- **Exercise requirements**
Search the records for the string "Mark", then copy each line where it appears.

↓↓↓

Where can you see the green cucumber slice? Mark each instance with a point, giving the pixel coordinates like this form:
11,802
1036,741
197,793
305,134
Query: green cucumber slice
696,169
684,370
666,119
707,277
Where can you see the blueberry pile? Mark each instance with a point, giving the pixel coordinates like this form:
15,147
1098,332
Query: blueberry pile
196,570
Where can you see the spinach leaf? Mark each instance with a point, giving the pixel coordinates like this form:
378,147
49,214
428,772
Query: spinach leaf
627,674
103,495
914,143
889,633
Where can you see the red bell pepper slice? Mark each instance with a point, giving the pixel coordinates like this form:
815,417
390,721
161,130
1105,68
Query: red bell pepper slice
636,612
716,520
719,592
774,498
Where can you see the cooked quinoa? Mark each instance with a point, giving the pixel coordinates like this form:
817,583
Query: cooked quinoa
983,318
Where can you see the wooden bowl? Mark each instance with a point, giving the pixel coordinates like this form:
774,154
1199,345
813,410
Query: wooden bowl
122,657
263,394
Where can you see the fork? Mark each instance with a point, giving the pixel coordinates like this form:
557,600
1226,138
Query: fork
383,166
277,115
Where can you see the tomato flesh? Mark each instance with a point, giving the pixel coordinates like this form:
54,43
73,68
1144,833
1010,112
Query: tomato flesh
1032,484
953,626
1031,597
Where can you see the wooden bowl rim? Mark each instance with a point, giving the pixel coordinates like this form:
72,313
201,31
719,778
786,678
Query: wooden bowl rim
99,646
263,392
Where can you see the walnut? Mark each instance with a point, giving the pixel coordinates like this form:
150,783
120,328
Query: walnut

↑↑↑

- **Answer for the task**
Where can you see the green cucumber slice? Mark each instance with a point, giving the pixel coordinates like this form:
Where can you see the blueberry pile? Mark each instance with a point, giving the pixel coordinates like this form:
Where can you see the spinach leaf? Mark each instance with a point, giving the pixel coordinates like this form:
Where can you see the red bell pepper slice? Mark each instance with a point, giving the pixel coordinates like this form:
Where can you see the cooked quinoa? Mark each instance with a point, giving the pixel coordinates like this form:
Where can you see the wooden bowl? Mark each instance with a point, giving the pixel coordinates like this form:
Where can you see the fork? Mark each instance with a point, giving the pixel coordinates like this form:
Where can you see the tomato flesh? Mark each instance with a point, giving the pixel coordinates like this form:
Where can you see the wooden bowl rim? Mark each instance with a point, giving the pixel coordinates like this form:
Where can you see the walnut? Mark each instance with a point, giving the pixel coordinates like this form:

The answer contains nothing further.